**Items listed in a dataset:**
↓↓↓
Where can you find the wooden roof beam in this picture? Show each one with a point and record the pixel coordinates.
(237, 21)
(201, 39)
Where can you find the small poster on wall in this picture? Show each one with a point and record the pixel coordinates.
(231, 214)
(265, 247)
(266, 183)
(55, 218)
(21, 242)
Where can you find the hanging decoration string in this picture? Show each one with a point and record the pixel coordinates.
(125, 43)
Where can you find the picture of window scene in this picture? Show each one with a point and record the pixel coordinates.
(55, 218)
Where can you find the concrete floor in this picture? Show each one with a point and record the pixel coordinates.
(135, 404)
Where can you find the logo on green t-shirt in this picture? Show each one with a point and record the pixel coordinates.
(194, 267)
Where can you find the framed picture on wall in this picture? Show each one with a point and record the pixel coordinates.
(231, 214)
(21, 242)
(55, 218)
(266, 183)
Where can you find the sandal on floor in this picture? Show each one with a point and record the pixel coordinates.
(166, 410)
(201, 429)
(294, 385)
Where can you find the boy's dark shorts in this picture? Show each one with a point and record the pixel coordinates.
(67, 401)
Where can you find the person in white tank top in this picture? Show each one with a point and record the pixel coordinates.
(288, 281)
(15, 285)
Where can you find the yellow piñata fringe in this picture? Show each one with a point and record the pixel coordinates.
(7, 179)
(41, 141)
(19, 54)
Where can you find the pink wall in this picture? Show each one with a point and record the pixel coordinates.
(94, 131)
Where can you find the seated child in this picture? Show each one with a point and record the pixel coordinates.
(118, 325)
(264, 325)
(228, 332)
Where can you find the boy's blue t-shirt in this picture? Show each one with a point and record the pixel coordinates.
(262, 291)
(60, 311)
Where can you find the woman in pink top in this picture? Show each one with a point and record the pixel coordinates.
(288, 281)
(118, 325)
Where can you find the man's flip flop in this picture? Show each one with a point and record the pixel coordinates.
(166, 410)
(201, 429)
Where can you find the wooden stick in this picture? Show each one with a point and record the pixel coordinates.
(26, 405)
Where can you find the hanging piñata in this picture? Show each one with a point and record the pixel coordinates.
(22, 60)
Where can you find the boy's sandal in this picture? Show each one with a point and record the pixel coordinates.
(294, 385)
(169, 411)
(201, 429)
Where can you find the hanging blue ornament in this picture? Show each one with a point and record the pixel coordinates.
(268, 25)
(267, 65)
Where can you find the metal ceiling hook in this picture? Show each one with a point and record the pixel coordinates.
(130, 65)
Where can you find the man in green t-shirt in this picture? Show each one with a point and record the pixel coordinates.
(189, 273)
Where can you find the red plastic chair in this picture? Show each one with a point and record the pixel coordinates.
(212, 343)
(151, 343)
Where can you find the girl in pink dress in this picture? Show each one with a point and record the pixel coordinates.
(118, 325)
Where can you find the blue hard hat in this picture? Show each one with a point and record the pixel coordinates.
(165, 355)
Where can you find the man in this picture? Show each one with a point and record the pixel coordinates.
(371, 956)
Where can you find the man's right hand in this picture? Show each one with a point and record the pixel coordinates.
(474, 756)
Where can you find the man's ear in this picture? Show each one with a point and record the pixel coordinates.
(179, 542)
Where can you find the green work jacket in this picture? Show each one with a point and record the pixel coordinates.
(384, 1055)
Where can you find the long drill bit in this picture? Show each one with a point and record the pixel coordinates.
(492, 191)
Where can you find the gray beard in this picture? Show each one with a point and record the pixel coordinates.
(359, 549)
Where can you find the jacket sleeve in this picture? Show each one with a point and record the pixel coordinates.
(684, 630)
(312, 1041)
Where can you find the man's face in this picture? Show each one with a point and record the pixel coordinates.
↑↑↑
**Work required:** All of the data above should be written out again word for word.

**Expected output:**
Where can you find the wooden roof beam in this picture? Show each one with a point and record the pixel coordinates.
(237, 21)
(201, 39)
Where can you find the small poster on wall in this picture? Show each one with a point and record the pixel coordinates.
(231, 214)
(265, 247)
(266, 183)
(55, 218)
(21, 242)
Where can you find the hanging decoration string in this picture? Show each one with a point and record the pixel coordinates.
(125, 43)
Where can you find the picture of window scene in this picture? Show each one with a point and record the pixel coordinates.
(55, 218)
Where can you find the concrete floor in this picture? Show each one with a point and record the pixel coordinates.
(135, 404)
Where can you find the logo on green t-shirt in this picture? Show each one with a point and record the pixel coordinates.
(194, 267)
Where can you find the framed picture on wall in this picture? Show each one with a point and record the pixel coordinates.
(231, 214)
(21, 242)
(55, 218)
(266, 183)
Where can you find the sandal on floor in this picture? Show each one with a point and record the pixel coordinates.
(166, 410)
(201, 429)
(294, 385)
Where can you find the boy's dark shorts in this picture? Show each one with a point and record the pixel coordinates.
(67, 401)
Where can you find the person in white tank top in this picture? Show each one with a point and record the pixel coordinates.
(288, 281)
(15, 285)
Where can you find the yellow piñata fringe in this picture? Show each one with a point and record the pixel coordinates.
(7, 179)
(41, 141)
(19, 54)
Where can you find the pink wall in this picture? Show each one with a point and record the pixel coordinates.
(94, 131)
Where can you find the seated child in this picture? Show each one with a point and record the pixel coordinates.
(118, 325)
(264, 325)
(228, 332)
Where can you find the boy's blue t-shirt in this picture? Show each one with a point and record the pixel coordinates.
(262, 291)
(60, 311)
Where can you find the woman in pink top in this picture? Show each one with a point and record the pixel coordinates.
(288, 281)
(118, 325)
Where can you find the man's flip flop in this picture? Show each one with a point and record the pixel coordinates.
(166, 410)
(201, 429)
Where can you find the wooden stick in this picture? Show each one with a point and record the pixel coordinates.
(26, 405)
Where can you find the hanging piñata in this picture? Show each one with a point and record the pixel coordinates.
(22, 60)
Where can you find the boy's sandal in this picture? Show each one with a point and record the pixel coordinates.
(294, 385)
(169, 411)
(201, 429)
Where can you find the hanging blue ornament in this picture? Show each one with a point and record the pixel coordinates.
(268, 25)
(267, 65)
Where can you find the metal ceiling hook in this picture? Show each one with a point and record the pixel coordinates.
(130, 65)
Where can you find the man in green t-shirt in this picture? Show each one with a point and record the pixel coordinates.
(189, 273)
Where can you find the red plastic chair in this picture? Show each one with a point and record the pixel coordinates.
(212, 343)
(151, 343)
Where can you find the girl in pink dress in this picture? Show each one with a point and record the pixel coordinates.
(118, 325)
Where can you find the blue hard hat in this picture? Show each one with a point and record the pixel coordinates.
(165, 355)
Where can you find the man in this picture? Show each one with a point and record the pixel coordinates.
(371, 956)
Where can you find the man's right hand in this picture? Show each one with a point and record the pixel coordinates.
(474, 756)
Where can you find the man's ear in this picture? Show each one with a point and record the pixel coordinates.
(179, 542)
Where can you find the green work jacket in this picture? Show each one with a point and record the pixel coordinates.
(384, 1055)
Where can you find the long drill bit in this picture? Show each one with a point and record the pixel coordinates.
(492, 191)
Where can you find the gray beard in this picture? Show each one with a point and record the pixel coordinates.
(359, 549)
Where can you find the jacket sleeve in this picture? Show each one with a point and record the pixel coordinates.
(684, 630)
(312, 1041)
Where can you find the man's face in this picture? Show each one with a point and record the pixel coordinates.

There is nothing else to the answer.